WHAT YOU WILL DO:
Determine how many lines of the data below contain the string "sign". Give only the number.

— Start ENTRIES SUPPLIED —

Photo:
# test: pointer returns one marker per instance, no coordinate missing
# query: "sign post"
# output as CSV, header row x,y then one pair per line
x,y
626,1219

— End ENTRIES SUPPLIED —
— Start ENTRIES SUPPLIED —

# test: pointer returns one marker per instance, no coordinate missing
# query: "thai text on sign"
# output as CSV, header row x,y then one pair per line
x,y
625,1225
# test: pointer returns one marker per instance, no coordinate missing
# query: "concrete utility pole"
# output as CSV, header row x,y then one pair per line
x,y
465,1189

— End ENTRIES SUPPLIED —
— Start ENTRIES SUPPLIED —

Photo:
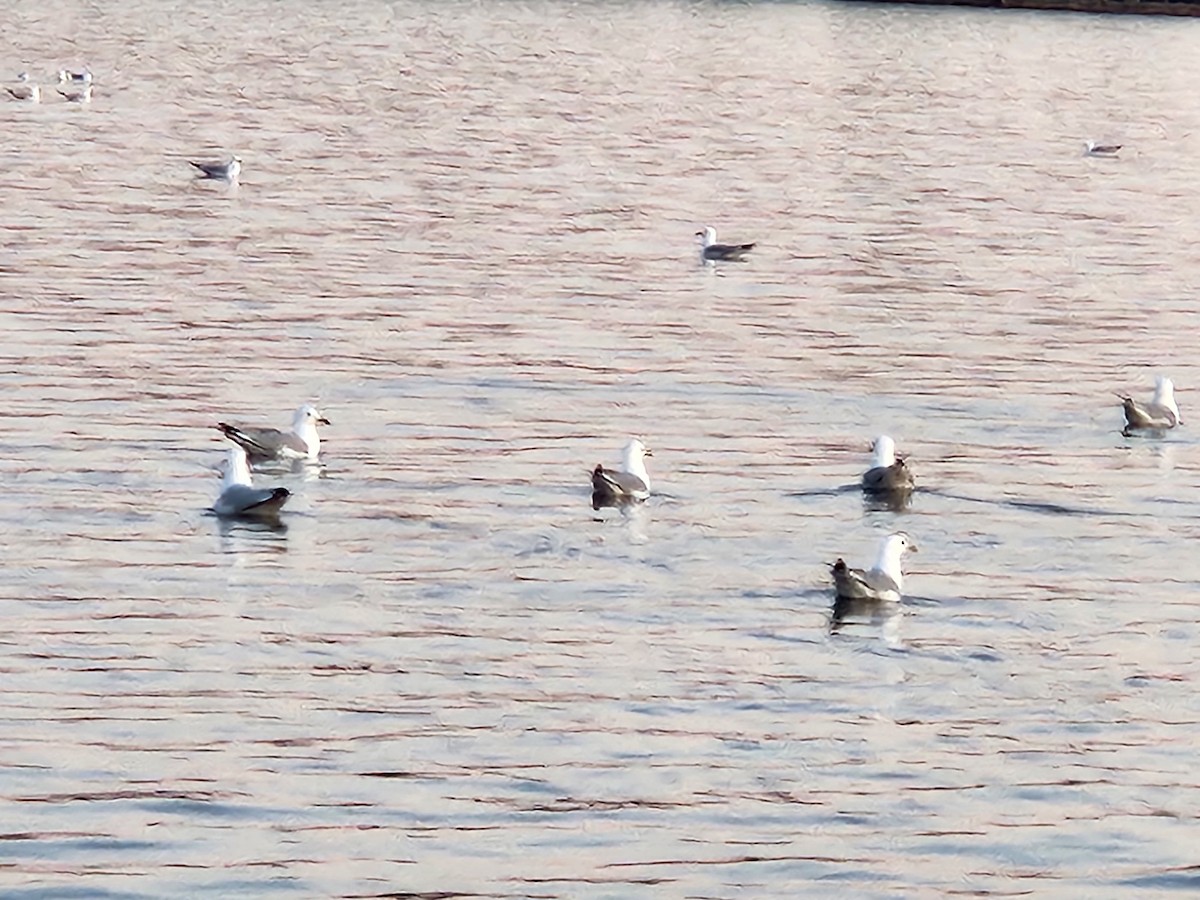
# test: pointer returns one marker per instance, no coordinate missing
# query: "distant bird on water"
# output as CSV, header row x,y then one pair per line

— End ENTRIES SUPPLIED —

PROBLEM SOLUTION:
2